### [Text shown]
[start]

= Álvaro Soares da Cunha =

Illegitimate son of Alfonso V of Portugal

Alvaro Soares da Cunha (c. 1466–1557) was the natural born son of Afonso V of Portugal, and Maria Soares da Cunha, the recently widowed daughter of Afonso's major valet, Fernão de Sá Alcoforado, and his wife Maria da Cunha.

== Early life ==
Álvaro was born at the Quinta de Paço de Pombal in Vila Boa de Quires in the district of Porto to the widowed, 20-year-old Maria Soares da Cunha in her aunt's home. After the death of her aunt and uncle, Maria and Álvaro were later cared for by her cousin, Pedro da Cunha Coutinho in Celorico de Basto. Álvaro received recognition from King Afonso V in 1476 when he was visiting Vila Nova de Alvito when Álvaro was 10 years old.

[end]

### [Data shown]
[start]

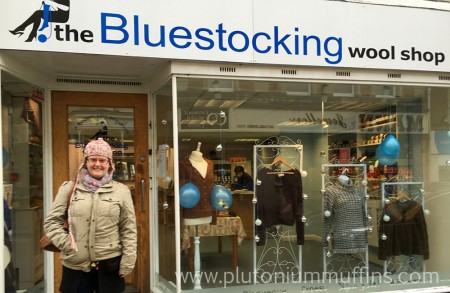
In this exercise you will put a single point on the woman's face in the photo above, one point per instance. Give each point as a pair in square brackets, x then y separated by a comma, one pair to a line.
[97, 166]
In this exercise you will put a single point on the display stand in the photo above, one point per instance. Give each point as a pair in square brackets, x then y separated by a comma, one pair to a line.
[279, 256]
[403, 263]
[356, 263]
[197, 273]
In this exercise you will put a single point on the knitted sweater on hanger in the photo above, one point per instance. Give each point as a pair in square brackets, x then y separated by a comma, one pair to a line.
[280, 202]
[405, 231]
[347, 222]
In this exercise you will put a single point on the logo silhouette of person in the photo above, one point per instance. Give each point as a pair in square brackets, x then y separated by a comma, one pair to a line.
[56, 11]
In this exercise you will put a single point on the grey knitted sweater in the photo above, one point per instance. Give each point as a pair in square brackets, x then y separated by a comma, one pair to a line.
[345, 218]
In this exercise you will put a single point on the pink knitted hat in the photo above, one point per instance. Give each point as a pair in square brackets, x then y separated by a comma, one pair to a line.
[98, 147]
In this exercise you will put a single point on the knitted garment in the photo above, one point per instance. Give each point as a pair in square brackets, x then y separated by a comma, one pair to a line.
[98, 147]
[346, 224]
[91, 183]
[280, 202]
[402, 230]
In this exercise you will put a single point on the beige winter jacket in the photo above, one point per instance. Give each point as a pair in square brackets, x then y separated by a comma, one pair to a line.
[103, 224]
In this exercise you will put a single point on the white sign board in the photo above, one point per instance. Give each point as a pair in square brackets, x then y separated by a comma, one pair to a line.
[292, 32]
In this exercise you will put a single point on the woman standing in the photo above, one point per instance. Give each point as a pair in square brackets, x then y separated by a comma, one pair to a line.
[99, 248]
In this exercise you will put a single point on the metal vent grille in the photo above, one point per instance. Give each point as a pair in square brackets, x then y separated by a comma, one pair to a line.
[394, 75]
[288, 71]
[95, 80]
[227, 69]
[343, 73]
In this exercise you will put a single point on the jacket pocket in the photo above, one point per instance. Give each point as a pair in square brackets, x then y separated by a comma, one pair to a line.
[110, 265]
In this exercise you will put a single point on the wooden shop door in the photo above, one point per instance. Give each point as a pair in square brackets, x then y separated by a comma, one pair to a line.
[121, 119]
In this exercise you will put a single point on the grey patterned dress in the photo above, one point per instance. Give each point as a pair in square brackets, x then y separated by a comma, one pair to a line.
[346, 222]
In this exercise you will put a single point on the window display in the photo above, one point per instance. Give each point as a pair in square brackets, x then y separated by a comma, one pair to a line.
[280, 235]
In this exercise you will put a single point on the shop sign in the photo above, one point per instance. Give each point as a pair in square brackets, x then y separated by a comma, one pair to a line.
[266, 33]
[203, 119]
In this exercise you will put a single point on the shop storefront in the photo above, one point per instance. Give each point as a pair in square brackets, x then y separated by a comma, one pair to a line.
[277, 153]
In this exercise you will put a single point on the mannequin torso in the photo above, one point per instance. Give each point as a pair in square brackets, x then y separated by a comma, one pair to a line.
[344, 180]
[197, 161]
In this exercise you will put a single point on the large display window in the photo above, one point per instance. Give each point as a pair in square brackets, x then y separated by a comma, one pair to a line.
[272, 185]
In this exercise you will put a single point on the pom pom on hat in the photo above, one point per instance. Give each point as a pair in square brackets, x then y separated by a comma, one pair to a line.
[98, 147]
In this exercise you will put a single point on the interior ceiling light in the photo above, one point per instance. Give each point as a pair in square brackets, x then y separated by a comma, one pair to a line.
[247, 139]
[215, 103]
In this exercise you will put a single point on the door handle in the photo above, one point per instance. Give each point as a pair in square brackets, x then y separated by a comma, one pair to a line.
[142, 195]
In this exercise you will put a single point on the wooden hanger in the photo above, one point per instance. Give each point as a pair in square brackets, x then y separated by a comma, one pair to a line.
[280, 159]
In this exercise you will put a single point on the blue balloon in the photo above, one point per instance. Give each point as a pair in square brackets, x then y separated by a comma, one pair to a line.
[390, 147]
[383, 159]
[189, 195]
[221, 198]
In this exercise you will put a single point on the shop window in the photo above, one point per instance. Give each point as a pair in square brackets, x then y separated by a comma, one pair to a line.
[23, 183]
[389, 142]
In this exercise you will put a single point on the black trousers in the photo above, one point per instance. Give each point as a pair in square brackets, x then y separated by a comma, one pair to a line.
[104, 278]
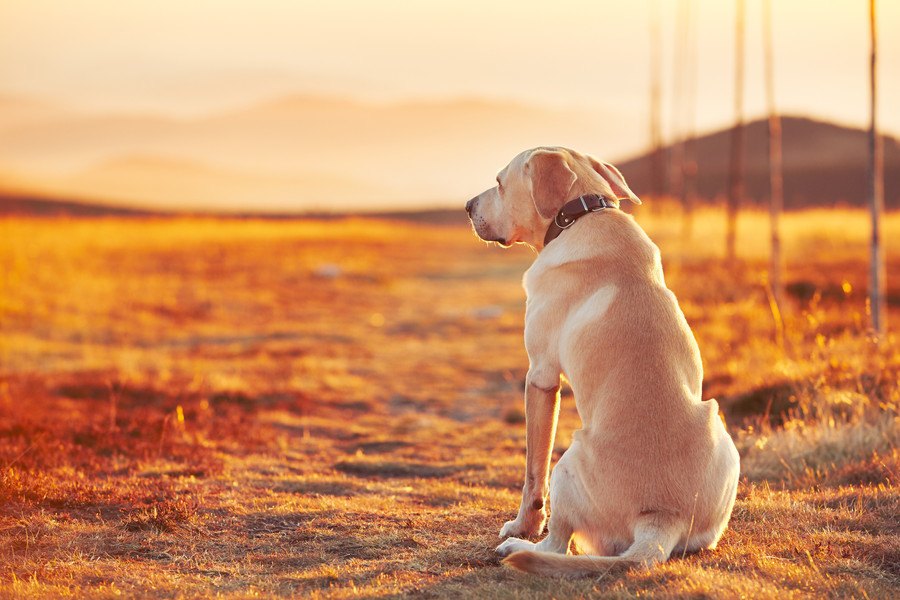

[end]

Edit the biography of Álvaro Soares da Cunha, starting with "Alvaro Soares da" and going on through "10 years old.", and write it out with "valet" changed to "steward".

### [Exercise output]
Alvaro Soares da Cunha (c. 1466–1557) was the natural born son of Afonso V of Portugal, and Maria Soares da Cunha, the recently widowed daughter of Afonso's major steward, Fernão de Sá Alcoforado, and his wife Maria da Cunha.

== Early life ==
Álvaro was born at the Quinta de Paço de Pombal in Vila Boa de Quires in the district of Porto to the widowed, 20-year-old Maria Soares da Cunha in her aunt's home. After the death of her aunt and uncle, Maria and Álvaro were later cared for by her cousin, Pedro da Cunha Coutinho in Celorico de Basto. Álvaro received recognition from King Afonso V in 1476 when he was visiting Vila Nova de Alvito when Álvaro was 10 years old.